## WRITTEN TASKS
- a) Decide whether each statement below agrees with the blog post on bonding with your children: (i) Greg Denieffe took his daughters to the Olympic Rowing Regatta at Eton Dorney; (ii) the writer's children have been to several Head of the Charles races in Boston; (iii) Ingrid was healthy during the visit to the River and Rowing Museum. Answer yes or no for each and quote the words of the post that settle it.
- b) Copy out the blog post on bonding with your children word for word, from "As a parent" up to and including "on this blog.)".
- c) Sum up the blog post on bonding with your children in two sentences.
+++ TEXT SHOWN
Photograph: Werner Schmidt

Tuesday, August 7, 2012

Bonding With Your Children

As a parent in the 21st centuary, you would like to bond with your children. Just look at HTBS’s Greg Denieffe who took his young daughters Hannah and Maeve to the Olympic Rowing Regatta at Eton Dorney (in a cute post published earlier today). I try to bond with my children, too. Yes, you guessed right, I try to lure them to different rowing events as well. So far, they have been to a couple of the Yale-Harvard Regattas on Thames River in New London, and to one Head of the Charles in Boston.

Before our son Anders, soon to be 7, was born, Mrs. B. and I took our then barely 3-year-old daughter Ingrid to London, where I, of course, dragged them both out to Henley-on-Thames to visit the River and Rowing Museum. What a visit! Poor Ingrid was ill, and it truly was a vacation in Hell! (There is no room for details on this blog.)

Ingrid is doing much better now, and just look how she is handling the sculls in the picture above.
++++++
+++ ITEMS
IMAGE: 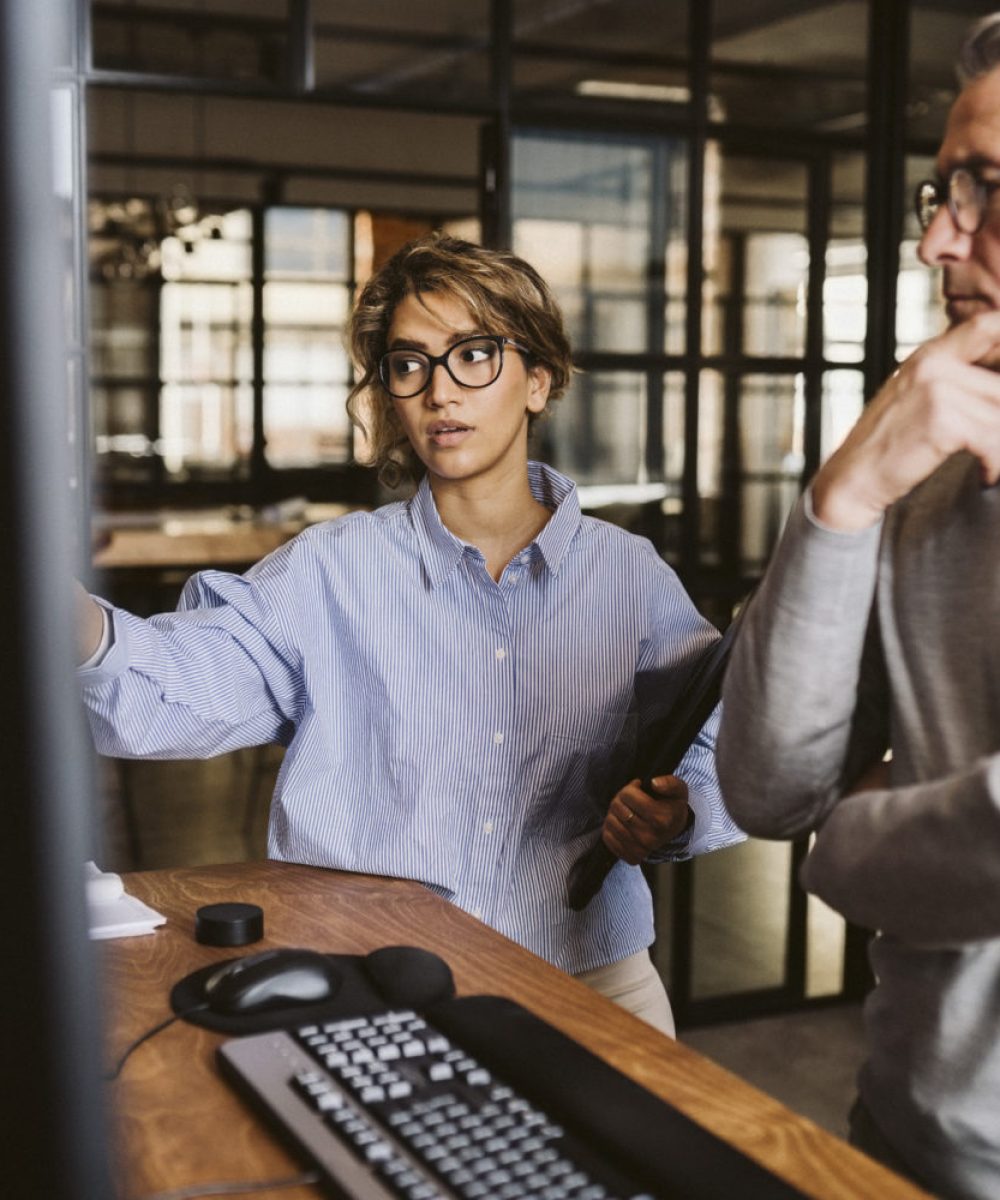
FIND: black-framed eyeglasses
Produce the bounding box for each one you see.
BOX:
[378,334,531,400]
[914,167,1000,233]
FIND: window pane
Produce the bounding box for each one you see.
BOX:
[709,0,868,133]
[91,0,288,83]
[513,132,684,352]
[514,0,689,112]
[820,371,864,458]
[264,208,353,469]
[702,146,809,356]
[896,156,947,361]
[312,0,490,102]
[824,152,868,362]
[905,0,969,142]
[739,376,804,570]
[544,371,646,484]
[691,840,791,1000]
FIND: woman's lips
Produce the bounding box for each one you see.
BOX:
[427,421,472,446]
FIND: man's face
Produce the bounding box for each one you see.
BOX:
[920,67,1000,345]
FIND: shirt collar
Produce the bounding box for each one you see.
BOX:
[408,462,581,588]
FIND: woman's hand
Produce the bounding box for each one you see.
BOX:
[601,775,694,866]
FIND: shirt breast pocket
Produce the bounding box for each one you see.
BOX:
[528,710,639,842]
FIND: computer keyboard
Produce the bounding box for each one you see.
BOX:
[218,996,801,1200]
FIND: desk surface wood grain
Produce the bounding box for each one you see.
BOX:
[101,862,923,1200]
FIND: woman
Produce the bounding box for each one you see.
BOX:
[80,235,742,1032]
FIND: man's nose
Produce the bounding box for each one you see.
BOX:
[917,204,976,266]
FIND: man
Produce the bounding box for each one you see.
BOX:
[719,13,1000,1200]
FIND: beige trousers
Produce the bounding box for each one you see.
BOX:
[575,950,676,1038]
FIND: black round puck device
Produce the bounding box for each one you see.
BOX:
[194,904,264,946]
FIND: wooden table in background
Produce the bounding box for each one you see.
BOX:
[94,504,358,571]
[100,863,924,1200]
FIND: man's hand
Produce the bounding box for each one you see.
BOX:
[601,775,693,866]
[813,312,1000,530]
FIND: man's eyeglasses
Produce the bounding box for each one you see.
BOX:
[378,334,531,400]
[914,167,1000,233]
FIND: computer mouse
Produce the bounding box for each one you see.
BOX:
[365,946,455,1008]
[204,949,341,1016]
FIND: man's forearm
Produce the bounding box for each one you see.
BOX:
[718,492,879,838]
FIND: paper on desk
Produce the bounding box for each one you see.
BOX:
[86,863,167,940]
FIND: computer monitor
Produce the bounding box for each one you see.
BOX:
[0,0,113,1200]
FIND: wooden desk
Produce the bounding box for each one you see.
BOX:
[101,863,923,1200]
[94,504,358,571]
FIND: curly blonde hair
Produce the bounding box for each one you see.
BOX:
[347,233,573,487]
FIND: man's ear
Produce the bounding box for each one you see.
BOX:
[526,364,552,413]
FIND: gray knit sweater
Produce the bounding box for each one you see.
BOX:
[718,455,1000,1200]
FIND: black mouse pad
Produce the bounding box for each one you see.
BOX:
[170,954,388,1034]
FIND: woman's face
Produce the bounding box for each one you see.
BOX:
[387,293,551,485]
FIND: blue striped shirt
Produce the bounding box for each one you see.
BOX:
[80,463,743,972]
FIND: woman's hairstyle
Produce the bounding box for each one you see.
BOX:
[347,233,573,487]
[957,12,1000,88]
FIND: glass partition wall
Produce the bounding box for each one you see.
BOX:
[78,0,993,1024]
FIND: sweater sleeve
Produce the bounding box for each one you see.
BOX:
[78,552,301,758]
[802,755,1000,946]
[718,497,885,838]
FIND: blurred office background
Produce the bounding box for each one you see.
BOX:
[54,0,993,1123]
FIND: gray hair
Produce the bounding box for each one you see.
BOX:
[956,12,1000,88]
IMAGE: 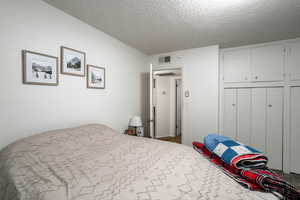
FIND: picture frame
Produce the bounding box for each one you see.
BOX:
[86,65,106,89]
[22,50,59,86]
[60,46,86,77]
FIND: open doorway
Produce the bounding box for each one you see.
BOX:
[152,69,182,144]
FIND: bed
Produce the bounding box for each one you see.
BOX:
[0,124,277,200]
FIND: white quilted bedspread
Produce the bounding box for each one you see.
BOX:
[0,124,277,200]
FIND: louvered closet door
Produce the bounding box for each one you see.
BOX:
[266,88,283,170]
[291,87,300,174]
[223,89,237,139]
[251,88,267,153]
[237,89,251,145]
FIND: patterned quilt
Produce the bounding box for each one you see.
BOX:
[0,124,276,200]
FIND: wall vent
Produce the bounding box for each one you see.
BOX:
[158,56,171,64]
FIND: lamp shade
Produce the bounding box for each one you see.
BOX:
[129,116,143,127]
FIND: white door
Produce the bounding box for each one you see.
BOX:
[223,48,251,82]
[251,88,267,153]
[149,64,155,138]
[176,79,182,136]
[153,76,171,138]
[223,89,237,139]
[252,45,284,81]
[237,88,251,145]
[287,42,300,81]
[291,87,300,174]
[266,88,283,170]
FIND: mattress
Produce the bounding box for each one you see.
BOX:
[0,124,277,200]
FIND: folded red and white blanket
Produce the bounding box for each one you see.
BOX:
[204,134,268,169]
[193,142,300,200]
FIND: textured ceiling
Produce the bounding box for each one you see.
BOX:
[44,0,300,54]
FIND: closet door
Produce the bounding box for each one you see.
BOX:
[266,88,283,170]
[251,88,267,153]
[237,89,251,145]
[252,45,284,81]
[287,42,300,81]
[223,89,237,139]
[223,49,251,82]
[291,87,300,174]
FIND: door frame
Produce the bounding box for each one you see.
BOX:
[149,64,184,138]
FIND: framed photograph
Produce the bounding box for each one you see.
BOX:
[87,65,105,89]
[60,47,86,76]
[22,50,58,86]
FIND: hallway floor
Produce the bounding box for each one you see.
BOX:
[157,135,181,144]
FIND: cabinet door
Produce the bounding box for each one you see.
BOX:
[223,89,236,139]
[291,87,300,174]
[223,49,250,82]
[266,88,283,170]
[237,89,251,145]
[252,45,284,81]
[251,88,267,153]
[287,42,300,81]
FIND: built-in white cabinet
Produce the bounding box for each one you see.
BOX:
[291,87,300,174]
[287,42,300,81]
[223,45,285,83]
[252,45,284,81]
[224,49,251,82]
[236,89,251,145]
[266,88,283,169]
[223,89,237,138]
[251,88,267,153]
[223,88,283,169]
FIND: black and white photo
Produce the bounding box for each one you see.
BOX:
[22,50,58,85]
[87,65,105,89]
[61,47,86,76]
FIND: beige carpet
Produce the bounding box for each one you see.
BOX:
[157,136,181,144]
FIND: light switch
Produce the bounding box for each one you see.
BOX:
[184,90,190,97]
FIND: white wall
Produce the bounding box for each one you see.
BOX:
[0,0,147,148]
[150,46,219,145]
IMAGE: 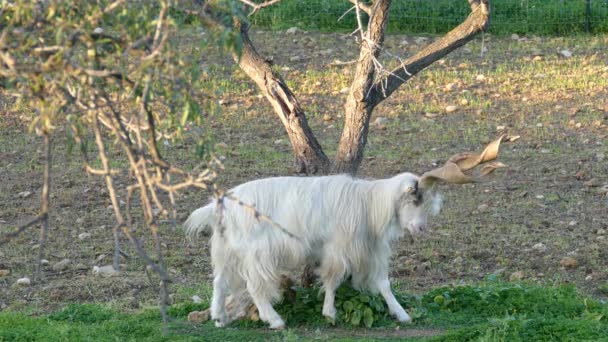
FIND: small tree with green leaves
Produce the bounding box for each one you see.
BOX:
[0,0,247,332]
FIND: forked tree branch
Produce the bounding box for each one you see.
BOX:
[348,0,372,15]
[370,0,490,107]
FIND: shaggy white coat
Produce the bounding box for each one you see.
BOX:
[184,173,441,328]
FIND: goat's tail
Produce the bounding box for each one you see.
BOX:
[183,203,216,239]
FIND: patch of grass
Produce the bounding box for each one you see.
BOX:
[0,280,608,341]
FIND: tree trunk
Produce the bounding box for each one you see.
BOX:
[233,21,329,174]
[334,0,391,175]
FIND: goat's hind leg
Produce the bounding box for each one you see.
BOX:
[211,272,230,328]
[247,280,285,329]
[319,254,346,322]
[375,277,412,323]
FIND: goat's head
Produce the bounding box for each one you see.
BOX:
[398,135,519,234]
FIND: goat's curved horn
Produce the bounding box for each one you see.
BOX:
[419,135,519,188]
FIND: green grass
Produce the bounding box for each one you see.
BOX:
[253,0,608,35]
[0,277,608,341]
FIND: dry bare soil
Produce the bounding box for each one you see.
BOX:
[0,32,608,324]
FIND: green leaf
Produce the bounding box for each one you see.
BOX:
[359,294,369,303]
[350,310,361,327]
[342,300,355,313]
[363,308,374,328]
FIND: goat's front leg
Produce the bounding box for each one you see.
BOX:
[319,257,344,322]
[376,277,412,323]
[247,278,285,330]
[211,272,230,327]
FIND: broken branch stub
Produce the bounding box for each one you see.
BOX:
[419,134,519,188]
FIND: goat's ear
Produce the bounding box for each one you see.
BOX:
[431,193,443,215]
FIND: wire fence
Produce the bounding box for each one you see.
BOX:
[252,0,608,35]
++++++
## FULL SOLUTIONS
- a)
(i) Yes: "took his young daughters Hannah and Maeve to the Olympic Rowing Regatta at Eton Dorney"
(ii) No: "and to one Head of the Charles in Boston"
(iii) No: "Poor Ingrid was ill"

- b)
As a parent in the 21st centuary, you would like to bond with your children. Just look at HTBS’s Greg Denieffe who took his young daughters Hannah and Maeve to the Olympic Rowing Regatta at Eton Dorney (in a cute post published earlier today). I try to bond with my children, too. Yes, you guessed right, I try to lure them to different rowing events as well. So far, they have been to a couple of the Yale-Harvard Regattas on Thames River in New London, and to one Head of the Charles in Boston.

Before our son Anders, soon to be 7, was born, Mrs. B. and I took our then barely 3-year-old daughter Ingrid to London, where I, of course, dragged them both out to Henley-on-Thames to visit the River and Rowing Museum. What a visit! Poor Ingrid was ill, and it truly was a vacation in Hell! (There is no room for details on this blog.)

- c) Like Greg Denieffe, who took his daughters to the Olympic Rowing Regatta at Eton Dorney, the writer tries to bond with his children by bringing them to rowing events, including Yale-Harvard Regattas in New London and one Head of the Charles in Boston. An earlier trip with Mrs. B. and then 3-year-old Ingrid to the River and Rowing Museum in Henley-on-Thames went badly because Ingrid was ill, but she is doing much better now and handles the sculls in the picture.